TASK INSTRUCTIONS —
[1] In the forum thread about the folding client, transcribe everything from "Sounds like a" down to "you out, Spinner.".
[2] Answer these questions from the forum thread about the folding client:
(a) What processors do the original poster's rigs use?
(b) With which console versions did the replying poster have problems when using Internet Explorer settings?
(c) What firewall does the one rig without trouble rely on?
[3] Take the forum thread about the folding client further, starting after its final post.

SOURCE TEXT —

FAH-500/502 not so efficient?
Spinner
Birmingham, UK
Ever since freshly installing v5.00 and now v5.02, all my folding rigs have been extremely high maintainence with regard to downloading and initializing new work units etc.
It's driving me crazy, at least once a day one rig will just stop Folding after it's finished a work unit, it seems incapable of retrieving a new WU with out user intervention, e.g. a restart.
I'm running console on all of my rigs now, all as a service and all at default settings e.g no switches.
All Athlon XP's, 2 Palomino's, 4 Bartons.
What's the deal, is it WU server based or a problem with the client?
It's driving me crazy, at least once a day one rig will just stop Folding after it's finished a work unit, it seems incapable of retrieving a new WU with out user intervention, e.g. a restart.
I'm running console on all of my rigs now, all as a service and all at default settings e.g no switches.
All Athlon XP's, 2 Palomino's, 4 Bartons.
What's the deal, is it WU server based or a problem with the client?
0
Comments
Yet!.............
My boxes are on dial up and they are supposed to ask for connection. A couple of them often tried to send auto. That has stoped.
Sounds like a personal problem to me.
One thing that comes to mind though is when you ran the config on the client, did you answer "yes" to the "use Internet Explorer settings" question? If you did, then change that to a "no" in your config. I've had problems in the past with using IE settings with both version 3.xx and version 4 of the console and it might still be giving problems. I think that there is still some kind of bug in the client code throughout the various versions that makes it occasionally give problems receiving work when having that set to "yes".
Hope this helps you out, Spinner.
Thanks.
I'm starting to think it's a firewall problem that is causing the massive delays in obtaining new work units. I come to this conclusion because the only rig that doesn't seem to be having any trouble isn't using NIS 2003 or 2004, it's just using the Windows XP one, and that particular rig never suffers any problems like the others do. It folds, sends the results, get's some more work, then folds some more.

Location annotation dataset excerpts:
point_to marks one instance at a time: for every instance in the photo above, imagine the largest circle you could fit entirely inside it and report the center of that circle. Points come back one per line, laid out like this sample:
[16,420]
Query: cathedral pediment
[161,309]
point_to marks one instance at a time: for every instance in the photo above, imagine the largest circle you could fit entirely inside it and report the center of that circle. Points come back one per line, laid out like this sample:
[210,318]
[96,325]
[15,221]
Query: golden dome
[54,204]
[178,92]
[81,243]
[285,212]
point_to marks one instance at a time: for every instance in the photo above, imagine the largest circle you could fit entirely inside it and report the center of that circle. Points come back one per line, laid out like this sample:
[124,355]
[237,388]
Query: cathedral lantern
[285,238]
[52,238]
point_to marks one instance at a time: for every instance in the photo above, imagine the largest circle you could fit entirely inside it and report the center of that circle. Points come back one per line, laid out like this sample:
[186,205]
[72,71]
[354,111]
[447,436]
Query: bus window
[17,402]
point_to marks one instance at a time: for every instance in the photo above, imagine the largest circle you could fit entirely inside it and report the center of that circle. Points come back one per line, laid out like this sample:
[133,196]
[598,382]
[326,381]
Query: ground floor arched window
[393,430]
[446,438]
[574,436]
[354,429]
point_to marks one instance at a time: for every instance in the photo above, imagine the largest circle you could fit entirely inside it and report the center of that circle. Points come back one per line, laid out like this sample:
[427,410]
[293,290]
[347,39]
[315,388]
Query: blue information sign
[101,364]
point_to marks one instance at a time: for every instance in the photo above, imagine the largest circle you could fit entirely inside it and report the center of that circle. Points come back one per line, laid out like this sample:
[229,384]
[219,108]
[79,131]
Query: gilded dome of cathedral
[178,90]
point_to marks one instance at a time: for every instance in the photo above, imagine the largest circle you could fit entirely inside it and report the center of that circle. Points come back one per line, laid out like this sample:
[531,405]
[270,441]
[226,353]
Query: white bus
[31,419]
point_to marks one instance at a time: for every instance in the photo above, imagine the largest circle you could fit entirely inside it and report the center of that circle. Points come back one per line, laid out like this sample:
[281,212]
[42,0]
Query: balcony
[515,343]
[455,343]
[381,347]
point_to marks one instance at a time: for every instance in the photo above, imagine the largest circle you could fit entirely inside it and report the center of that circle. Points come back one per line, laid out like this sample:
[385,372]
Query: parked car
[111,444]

--

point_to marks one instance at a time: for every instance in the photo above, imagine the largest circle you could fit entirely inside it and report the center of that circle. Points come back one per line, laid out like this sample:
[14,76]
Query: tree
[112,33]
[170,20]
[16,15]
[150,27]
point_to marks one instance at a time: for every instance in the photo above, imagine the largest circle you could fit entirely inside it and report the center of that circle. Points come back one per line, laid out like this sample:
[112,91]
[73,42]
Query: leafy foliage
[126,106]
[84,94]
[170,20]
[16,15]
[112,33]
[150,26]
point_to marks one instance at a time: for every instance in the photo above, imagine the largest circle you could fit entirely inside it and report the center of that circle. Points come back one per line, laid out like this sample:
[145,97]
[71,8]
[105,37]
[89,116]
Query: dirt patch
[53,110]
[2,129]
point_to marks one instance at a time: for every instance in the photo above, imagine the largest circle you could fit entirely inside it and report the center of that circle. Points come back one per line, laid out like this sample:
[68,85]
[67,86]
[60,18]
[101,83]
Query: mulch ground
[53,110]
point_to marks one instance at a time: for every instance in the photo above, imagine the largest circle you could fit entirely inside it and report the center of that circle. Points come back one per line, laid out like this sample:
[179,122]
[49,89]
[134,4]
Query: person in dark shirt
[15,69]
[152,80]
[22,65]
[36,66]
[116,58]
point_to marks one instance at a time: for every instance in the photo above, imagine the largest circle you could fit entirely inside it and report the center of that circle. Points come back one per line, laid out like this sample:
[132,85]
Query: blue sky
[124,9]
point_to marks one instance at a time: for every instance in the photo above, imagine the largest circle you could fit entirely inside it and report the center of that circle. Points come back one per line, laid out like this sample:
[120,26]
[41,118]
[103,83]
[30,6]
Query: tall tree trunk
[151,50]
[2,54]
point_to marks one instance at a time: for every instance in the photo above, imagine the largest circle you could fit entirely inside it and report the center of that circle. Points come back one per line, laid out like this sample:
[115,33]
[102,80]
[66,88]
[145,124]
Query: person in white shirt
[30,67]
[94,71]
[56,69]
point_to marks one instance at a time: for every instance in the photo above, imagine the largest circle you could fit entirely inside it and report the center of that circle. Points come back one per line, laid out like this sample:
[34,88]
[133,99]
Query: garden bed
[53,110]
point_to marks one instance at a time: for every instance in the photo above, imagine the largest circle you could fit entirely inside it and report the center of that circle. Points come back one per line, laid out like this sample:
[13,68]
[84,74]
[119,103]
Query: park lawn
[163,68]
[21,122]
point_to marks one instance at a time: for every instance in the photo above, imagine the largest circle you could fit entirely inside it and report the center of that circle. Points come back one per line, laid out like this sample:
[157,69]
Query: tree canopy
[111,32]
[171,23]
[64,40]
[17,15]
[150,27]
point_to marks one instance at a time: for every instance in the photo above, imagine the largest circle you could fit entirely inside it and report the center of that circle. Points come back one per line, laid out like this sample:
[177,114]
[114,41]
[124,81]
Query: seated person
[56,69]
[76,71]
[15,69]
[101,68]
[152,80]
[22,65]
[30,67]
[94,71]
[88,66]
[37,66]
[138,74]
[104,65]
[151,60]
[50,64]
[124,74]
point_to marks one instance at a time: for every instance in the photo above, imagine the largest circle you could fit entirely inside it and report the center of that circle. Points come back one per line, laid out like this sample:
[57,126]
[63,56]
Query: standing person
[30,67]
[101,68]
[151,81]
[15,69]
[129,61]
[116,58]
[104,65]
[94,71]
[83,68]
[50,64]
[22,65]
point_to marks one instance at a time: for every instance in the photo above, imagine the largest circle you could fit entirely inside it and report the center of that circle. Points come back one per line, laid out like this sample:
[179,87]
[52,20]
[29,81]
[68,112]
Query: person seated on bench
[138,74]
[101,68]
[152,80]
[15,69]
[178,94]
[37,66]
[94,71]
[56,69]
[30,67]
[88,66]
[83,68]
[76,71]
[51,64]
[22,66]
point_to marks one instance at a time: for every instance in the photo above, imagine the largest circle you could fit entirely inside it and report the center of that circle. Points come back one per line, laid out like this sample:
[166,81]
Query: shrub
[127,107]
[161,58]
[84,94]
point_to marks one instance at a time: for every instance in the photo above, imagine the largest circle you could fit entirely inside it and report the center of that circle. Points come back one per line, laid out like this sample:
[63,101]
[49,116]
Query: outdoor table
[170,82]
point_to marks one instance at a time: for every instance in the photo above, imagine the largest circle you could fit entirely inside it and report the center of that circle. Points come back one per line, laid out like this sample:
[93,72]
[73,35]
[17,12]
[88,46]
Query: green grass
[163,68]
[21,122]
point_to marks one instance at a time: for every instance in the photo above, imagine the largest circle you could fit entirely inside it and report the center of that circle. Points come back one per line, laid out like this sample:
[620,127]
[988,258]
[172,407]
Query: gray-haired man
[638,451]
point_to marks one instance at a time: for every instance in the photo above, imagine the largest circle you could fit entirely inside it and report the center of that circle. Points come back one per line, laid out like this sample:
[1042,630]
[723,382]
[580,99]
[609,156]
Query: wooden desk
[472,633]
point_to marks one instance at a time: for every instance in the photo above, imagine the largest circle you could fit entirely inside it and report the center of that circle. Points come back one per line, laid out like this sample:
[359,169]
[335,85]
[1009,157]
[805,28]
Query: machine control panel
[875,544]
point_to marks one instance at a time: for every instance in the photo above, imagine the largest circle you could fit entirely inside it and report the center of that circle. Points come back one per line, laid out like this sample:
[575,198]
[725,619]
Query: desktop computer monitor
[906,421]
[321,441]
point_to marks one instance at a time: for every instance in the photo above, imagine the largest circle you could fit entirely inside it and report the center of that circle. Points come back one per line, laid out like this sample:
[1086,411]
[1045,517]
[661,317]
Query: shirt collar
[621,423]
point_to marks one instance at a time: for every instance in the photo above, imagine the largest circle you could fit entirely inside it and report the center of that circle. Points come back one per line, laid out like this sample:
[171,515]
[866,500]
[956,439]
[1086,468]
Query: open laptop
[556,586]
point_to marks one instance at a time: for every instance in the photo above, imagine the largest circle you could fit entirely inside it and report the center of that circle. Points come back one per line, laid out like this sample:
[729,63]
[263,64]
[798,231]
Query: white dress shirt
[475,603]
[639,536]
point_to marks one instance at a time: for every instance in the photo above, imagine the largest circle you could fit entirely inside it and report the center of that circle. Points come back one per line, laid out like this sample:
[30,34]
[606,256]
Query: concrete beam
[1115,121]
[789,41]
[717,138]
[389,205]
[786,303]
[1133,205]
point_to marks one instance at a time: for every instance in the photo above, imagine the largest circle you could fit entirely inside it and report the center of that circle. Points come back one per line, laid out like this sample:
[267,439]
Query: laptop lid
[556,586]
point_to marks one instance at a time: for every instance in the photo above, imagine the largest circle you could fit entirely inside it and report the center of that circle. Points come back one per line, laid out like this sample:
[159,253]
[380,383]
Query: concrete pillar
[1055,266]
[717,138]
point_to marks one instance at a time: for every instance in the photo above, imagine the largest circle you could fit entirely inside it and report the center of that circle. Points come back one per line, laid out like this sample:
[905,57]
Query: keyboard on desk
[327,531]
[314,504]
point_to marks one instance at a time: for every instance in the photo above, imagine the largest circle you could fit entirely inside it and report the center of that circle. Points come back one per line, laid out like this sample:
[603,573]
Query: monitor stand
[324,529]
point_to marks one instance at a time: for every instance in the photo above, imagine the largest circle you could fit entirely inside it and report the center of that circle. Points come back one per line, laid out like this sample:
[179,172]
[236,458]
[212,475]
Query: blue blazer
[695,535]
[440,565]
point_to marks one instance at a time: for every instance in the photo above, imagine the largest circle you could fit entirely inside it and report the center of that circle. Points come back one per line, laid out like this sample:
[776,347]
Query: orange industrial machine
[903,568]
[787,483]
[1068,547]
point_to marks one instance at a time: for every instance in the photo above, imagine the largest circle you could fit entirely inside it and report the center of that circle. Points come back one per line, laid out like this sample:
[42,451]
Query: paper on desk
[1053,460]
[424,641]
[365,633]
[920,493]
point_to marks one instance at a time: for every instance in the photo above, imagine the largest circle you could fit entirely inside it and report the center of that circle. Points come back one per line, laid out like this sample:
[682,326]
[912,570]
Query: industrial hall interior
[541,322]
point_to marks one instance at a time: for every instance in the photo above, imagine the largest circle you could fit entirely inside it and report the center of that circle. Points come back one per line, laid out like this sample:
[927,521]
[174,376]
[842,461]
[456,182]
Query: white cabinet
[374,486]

EXPECTED ANSWERS —
[1]
Sounds like a personal problem to me.
One thing that comes to mind though is when you ran the config on the client, did you answer "yes" to the "use Internet Explorer settings" question? If you did, then change that to a "no" in your config. I've had problems in the past with using IE settings with both version 3.xx and version 4 of the console and it might still be giving problems. I think that there is still some kind of bug in the client code throughout the various versions that makes it occasionally give problems receiving work when having that set to "yes".
Hope this helps you out, Spinner.

[2]
(a) All Athlon XPs: 2 Palominos and 4 Bartons.
(b) Version 3.xx and version 4.
(c) The Windows XP one.

[3]
On the other rigs, they will all just stall and keep failing to get work units after they've completed one. I have no doubt that eventually they'll get one, but I shouldn't have to wait 6 hours or more till they can carry on folding.
If I reboot the machines when they get into this difficulty, they almost immediately manage to get work once the computer has reloaded. But I shouldn't have to do that. What's the deal?
Looking at your log the first thing that jumped out at me was the -service flag.
You don't need it if you're using v5+.
I recommend uninstalling the service and removing everything except for the client v5+ and the work folder and perhaps the queue.dat file.
From the command prompt run fah5.02_console -configonly and configure it to run as a service and set everything else to your preference and you should'nt have any problems.
Also ...cutnpaste your client.cfg please sir if you don't mind!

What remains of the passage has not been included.